### What the exercise asks
Format the lines of the items below as a numbered list, leaving out blank lines and any pictures.

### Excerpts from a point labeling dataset
------------------------
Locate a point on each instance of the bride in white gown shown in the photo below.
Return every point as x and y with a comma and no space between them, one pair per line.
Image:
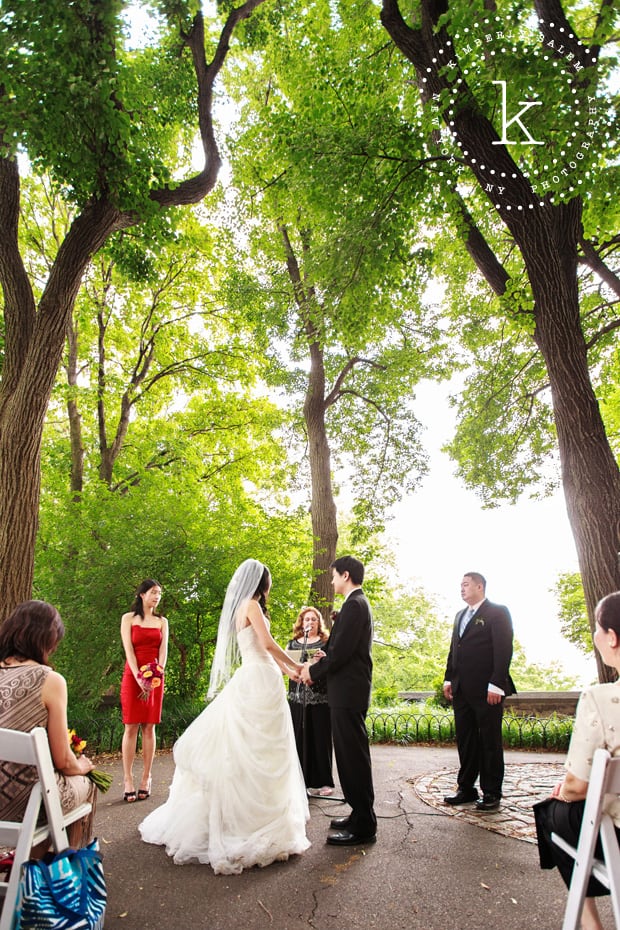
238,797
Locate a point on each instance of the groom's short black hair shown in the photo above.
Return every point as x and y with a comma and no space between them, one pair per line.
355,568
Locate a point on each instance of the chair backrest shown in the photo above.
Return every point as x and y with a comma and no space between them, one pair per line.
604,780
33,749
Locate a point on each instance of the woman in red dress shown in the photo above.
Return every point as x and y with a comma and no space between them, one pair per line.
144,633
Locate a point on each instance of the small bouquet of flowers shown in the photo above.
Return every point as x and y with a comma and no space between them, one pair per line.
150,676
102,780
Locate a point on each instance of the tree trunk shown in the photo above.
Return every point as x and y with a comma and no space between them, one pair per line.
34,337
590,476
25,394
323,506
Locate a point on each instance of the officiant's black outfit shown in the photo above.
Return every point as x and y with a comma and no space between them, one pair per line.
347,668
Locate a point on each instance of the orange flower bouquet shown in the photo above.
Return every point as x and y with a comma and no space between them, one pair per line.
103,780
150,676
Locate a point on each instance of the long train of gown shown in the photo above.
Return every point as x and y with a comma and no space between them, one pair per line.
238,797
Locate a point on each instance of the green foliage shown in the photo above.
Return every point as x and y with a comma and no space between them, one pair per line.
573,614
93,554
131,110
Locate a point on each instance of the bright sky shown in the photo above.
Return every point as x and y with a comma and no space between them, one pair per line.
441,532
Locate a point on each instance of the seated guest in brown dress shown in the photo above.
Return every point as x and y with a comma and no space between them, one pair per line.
------------------------
### Answer to this task
1. Locate a point on each instance of the bride in white gown shown in the photo below.
2. Return every point as x and y with a comma and no space between them, one pair per line.
3. Image:
4. 238,797
5. Locate a point on each instance of the groom's short black hair shown in the photo above.
6. Return every point as x and y with a comma and no space between them, one pair per line.
7. 355,568
8. Locate a point on each instance of the chair backrest shown in the photo above.
9. Return every point as x and y with a comma and no space between them, one pair per line.
10. 604,780
11. 33,749
12. Locate a point on each instance of the woman in red dress shown in the photo above.
13. Return every point as x and y with a comma and no space between them, one pair per line.
14. 144,633
15. Locate a point on each instance of the small bouquet of flowers shown in the photo above.
16. Return every point as x and y with a comma and no space between them, one pair per line.
17. 150,676
18. 102,780
19. Locate a point on each instance of the tree trunk shown in the photo above.
20. Return every point as x and y with a comma and no space between them, one pair per line.
21. 34,337
22. 590,476
23. 25,394
24. 323,506
25. Locate a point on each instance of the officiant's black outfit shown in the photo above.
26. Return every point as x and y with a comma and no space between them, one pair per line.
27. 347,668
28. Locate a point on each instance of the orange flower bouquet shown in the photo above.
29. Return every point as x and y with a comma and no space between them, one pair per line.
30. 103,780
31. 150,676
32. Locate a point on each instance of the long train of gown shown in the photo above.
33. Return every point as x and y with a comma and no space between them, one pair per line.
34. 238,797
35. Locate a point on each instance of the green foliage shown in the photo above.
36. Return every point as x and y with a comma and no space between them, one pair per line.
37. 573,614
38. 93,554
39. 131,110
40. Locate a point on each instance of the bright sky shown in the photo above.
41. Return every point as x and y with a comma and no space between them, one pair per line.
42. 441,532
43. Locate a point on each instance of the seated guest in brown dress shown in the photo above.
44. Return every point as x and y with a comma and no space between them, one pair per line.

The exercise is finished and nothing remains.